GIVEN REQUEST – List each line of the records that contains the string "framed", copying every such line in full. Case counts.

--- START INFORMATION SHOWN ---

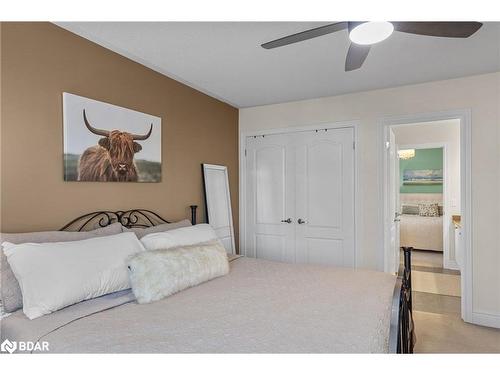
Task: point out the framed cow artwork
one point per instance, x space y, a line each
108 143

--- END INFORMATION SHOWN ---
--- START INFORMATION SHOWN ---

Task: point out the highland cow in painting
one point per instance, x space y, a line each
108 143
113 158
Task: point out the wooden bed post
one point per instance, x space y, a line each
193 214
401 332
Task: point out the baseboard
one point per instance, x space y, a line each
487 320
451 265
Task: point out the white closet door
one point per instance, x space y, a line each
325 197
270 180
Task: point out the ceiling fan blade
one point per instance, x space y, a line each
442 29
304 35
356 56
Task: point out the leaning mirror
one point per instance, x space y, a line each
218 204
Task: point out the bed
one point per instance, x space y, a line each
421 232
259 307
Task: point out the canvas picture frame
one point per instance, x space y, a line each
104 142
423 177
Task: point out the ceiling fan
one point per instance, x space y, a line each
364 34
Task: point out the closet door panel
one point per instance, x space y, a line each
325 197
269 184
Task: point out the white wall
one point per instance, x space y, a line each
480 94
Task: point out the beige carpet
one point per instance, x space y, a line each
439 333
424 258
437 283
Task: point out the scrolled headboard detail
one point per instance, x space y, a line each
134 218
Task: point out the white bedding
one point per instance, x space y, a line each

--- END INFORMATION SHOWN ---
--- START INFORMATION SHOWN ---

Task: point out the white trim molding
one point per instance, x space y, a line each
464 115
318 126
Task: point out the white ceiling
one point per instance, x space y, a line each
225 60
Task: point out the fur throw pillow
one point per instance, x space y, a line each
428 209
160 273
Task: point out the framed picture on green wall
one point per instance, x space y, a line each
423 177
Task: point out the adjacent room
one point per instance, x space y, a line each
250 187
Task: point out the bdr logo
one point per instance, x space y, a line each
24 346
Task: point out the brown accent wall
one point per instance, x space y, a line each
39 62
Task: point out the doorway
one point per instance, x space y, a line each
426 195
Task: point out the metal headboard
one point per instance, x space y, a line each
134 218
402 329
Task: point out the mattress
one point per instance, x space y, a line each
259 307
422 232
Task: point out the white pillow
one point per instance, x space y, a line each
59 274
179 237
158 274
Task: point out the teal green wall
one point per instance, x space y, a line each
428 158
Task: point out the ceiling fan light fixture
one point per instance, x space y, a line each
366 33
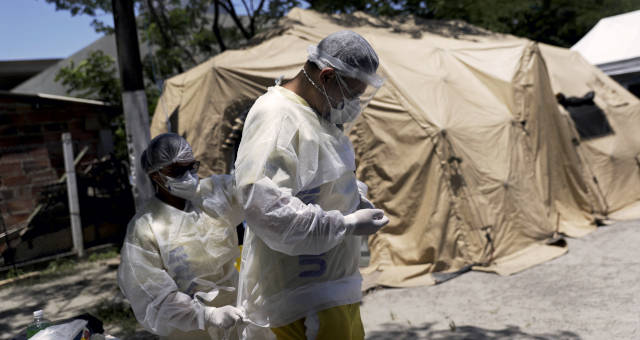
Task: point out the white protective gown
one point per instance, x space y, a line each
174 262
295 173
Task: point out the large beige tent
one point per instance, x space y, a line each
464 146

--- END INFORMATION SHOWN ---

ANSWER FOR THIS EXERCISE –
Task: point out the framed cow artwork
Task: point out the framed picture on green wall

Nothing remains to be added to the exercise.